▸ **Source passage**:
-- Opening Marker --

19. On 9 March 2020 the Registrant informed the HCPC that he intended to return to the United States for a period of 3 months to care for his mother who was terminally ill with bone cancer. He stated that as a result he had given up his permanent job on 27 March 2020 but had been assured that on return he would be able to return to work as bank staff.
20. The HCPC submitted that the Registrant’s reflective piece did not comment sufficiently on condition 5 which required him to address “how he has implemented the training…in his current role”, nor had he adequately addressed “how he would recognise and deal with words or actions that could be perceived as having a sexual connotation” It also does not deal sufficiently with his reflection on the impact of his misconduct on his colleagues.
The Registrant’s submissions
21. Mr Weinbren submitted that the Registrant had attended an appropriate course and had provided an excellent reference. He had accepted responsibility and had reflected on his actions. His insight had increased and he deeply regretted his actions. The Registrant works with junior colleagues and is appropriate. He has two young children. He submitted that the Registrant was no longer impaired and should be permitted to return to unrestricted practice.
22. The Panel accepted the advice of the Legal Assessor.
23. The Panel accept that the Registrant has taken significant steps to meet the Conditions of Practice imposed by the Panel at the end of the substantive hearing. He has complied with Conditions 1-4 and 6-10. His reference from his supervisor is excellent. There are no issues with his competence and as observed by the previous panel he appears to be respected as an able radiographer.
24. This is a case where the Panel would have benefited from hearing oral evidence from the Registrant on condition 5. The Panel found that the Registrant’s reflective piece focused primarily on his own journey and on the impact that these proceedings have had on him, rather than the impact that his behaviour has had on his colleagues the Registrant has not shown in his reflective piece what he learnt from his training nor has he explained the strategies he has implemented to ensure that he observes professional boundaries.
25. The Panel are mindful of the fact that the Registrant wrote to the HCPC asking for an early hearing and that but for COVID 19, it would have been able to ask questions of the Registrant, which may have addressed the gaps in the written evidence. However, the Registrant bears the “persuasive burden”, as set out in Abrahaem v GMC  EWHC 183 and the Panel were not satisfied on the evidence before it, that the Registrant is no longer impaired. Despite his excellent reference the Registrant’s own reflective piece did not set out the strategies he has developed to ensure that the conduct is not repeated. The Panel is mindful that its overarching objective is public protection. The Panel note that this case should be brought back for early review so that the Registrant has the opportunity to attend and to answer questions. However, on the evidence the Panel is satisfied that a further Conditions of Practice Order for 6 months is proportionate.

-- Closing Marker --

▸ **Input data**:
-- Opening Marker --

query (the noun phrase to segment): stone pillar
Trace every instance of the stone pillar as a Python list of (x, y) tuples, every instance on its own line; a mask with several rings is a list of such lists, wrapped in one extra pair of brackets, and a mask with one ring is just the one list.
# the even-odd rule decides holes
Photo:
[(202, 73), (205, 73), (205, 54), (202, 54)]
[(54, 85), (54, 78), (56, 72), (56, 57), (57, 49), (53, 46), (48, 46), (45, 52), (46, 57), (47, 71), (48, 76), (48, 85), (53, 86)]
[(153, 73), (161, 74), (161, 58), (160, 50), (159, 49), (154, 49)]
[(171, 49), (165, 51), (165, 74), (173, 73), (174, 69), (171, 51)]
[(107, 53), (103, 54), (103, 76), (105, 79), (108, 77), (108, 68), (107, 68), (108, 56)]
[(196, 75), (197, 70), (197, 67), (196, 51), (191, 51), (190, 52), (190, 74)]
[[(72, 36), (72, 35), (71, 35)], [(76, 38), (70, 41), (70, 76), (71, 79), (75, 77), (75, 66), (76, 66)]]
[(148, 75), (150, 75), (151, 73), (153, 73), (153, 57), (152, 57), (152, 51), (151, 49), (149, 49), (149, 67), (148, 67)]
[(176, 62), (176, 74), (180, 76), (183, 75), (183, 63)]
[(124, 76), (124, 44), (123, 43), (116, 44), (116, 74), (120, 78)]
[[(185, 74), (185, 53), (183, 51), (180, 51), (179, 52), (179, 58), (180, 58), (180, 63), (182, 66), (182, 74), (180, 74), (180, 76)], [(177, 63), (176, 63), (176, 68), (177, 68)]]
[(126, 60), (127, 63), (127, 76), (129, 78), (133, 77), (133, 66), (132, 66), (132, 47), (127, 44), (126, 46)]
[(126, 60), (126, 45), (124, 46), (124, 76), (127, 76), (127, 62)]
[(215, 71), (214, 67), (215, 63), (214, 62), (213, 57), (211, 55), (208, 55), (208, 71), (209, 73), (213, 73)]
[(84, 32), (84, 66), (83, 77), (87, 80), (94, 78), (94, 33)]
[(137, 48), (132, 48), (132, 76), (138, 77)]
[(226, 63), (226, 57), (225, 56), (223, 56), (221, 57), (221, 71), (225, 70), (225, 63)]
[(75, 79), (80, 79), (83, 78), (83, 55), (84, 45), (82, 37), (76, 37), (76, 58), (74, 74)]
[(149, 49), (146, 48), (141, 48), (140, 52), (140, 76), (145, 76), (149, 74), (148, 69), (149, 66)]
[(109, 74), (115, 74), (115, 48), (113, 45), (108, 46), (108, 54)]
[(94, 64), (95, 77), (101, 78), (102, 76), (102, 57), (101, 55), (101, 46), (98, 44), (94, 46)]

-- Closing Marker --
-- Opening Marker --

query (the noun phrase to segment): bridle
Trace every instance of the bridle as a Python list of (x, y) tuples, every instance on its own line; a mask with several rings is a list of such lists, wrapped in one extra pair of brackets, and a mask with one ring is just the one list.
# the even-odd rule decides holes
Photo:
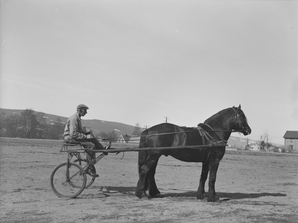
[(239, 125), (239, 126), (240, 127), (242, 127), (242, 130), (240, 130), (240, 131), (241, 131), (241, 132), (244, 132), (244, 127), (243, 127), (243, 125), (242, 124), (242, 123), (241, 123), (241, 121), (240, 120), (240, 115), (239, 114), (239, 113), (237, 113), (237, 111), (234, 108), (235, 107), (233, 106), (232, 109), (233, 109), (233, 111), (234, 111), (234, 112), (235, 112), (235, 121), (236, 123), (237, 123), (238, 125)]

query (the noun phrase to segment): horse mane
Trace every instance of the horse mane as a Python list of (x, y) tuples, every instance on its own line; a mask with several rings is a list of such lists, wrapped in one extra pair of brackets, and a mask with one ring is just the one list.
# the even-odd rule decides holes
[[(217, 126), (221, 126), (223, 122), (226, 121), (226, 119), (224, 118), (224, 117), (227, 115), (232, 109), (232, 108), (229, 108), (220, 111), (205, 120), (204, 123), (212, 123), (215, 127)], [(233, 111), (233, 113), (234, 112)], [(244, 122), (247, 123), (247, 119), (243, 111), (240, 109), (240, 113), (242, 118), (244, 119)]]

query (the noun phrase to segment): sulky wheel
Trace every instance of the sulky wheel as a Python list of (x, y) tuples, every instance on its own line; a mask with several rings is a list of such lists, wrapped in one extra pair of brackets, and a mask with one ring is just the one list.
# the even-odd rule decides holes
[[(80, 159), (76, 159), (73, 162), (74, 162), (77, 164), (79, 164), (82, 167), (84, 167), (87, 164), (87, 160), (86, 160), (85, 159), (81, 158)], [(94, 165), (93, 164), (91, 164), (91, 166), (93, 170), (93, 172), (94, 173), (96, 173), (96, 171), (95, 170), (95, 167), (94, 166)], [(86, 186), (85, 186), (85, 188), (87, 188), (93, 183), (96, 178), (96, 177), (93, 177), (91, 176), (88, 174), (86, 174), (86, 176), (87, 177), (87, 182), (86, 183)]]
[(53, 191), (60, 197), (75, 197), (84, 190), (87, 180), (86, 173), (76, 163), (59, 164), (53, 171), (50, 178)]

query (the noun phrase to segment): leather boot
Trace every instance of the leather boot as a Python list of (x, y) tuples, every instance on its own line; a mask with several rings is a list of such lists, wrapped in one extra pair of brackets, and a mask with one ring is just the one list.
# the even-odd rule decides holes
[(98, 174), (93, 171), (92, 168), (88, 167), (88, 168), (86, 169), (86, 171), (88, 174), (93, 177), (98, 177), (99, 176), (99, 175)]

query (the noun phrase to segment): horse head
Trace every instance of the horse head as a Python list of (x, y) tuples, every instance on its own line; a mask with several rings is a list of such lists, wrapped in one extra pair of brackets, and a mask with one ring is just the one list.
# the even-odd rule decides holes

-- Closing Marker --
-- Opening Marker --

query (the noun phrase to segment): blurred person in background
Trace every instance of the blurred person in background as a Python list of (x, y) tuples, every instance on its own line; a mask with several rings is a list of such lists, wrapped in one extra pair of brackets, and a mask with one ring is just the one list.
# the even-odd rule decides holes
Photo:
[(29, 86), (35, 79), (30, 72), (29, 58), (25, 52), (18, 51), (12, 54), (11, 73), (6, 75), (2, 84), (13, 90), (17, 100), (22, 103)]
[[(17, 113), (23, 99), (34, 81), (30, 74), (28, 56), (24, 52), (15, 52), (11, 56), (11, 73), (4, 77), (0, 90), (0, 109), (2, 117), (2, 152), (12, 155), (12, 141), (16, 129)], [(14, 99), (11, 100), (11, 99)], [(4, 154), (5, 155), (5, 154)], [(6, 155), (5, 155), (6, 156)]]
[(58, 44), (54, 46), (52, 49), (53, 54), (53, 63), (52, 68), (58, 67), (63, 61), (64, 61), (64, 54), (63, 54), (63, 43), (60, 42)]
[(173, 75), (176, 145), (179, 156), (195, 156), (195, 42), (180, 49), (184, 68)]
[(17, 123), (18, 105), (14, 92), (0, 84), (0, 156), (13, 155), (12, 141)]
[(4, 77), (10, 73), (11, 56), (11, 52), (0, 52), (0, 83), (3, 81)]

-- Closing Marker --

Reproduce word for word the part of the HCPC review decision that starts with "22. The Panel" and goes on through "an able radiographer.".

22. The Panel accepted the advice of the Legal Assessor.
23. The Panel accept that the Registrant has taken significant steps to meet the Conditions of Practice imposed by the Panel at the end of the substantive hearing. He has complied with Conditions 1-4 and 6-10. His reference from his supervisor is excellent. There are no issues with his competence and as observed by the previous panel he appears to be respected as an able radiographer.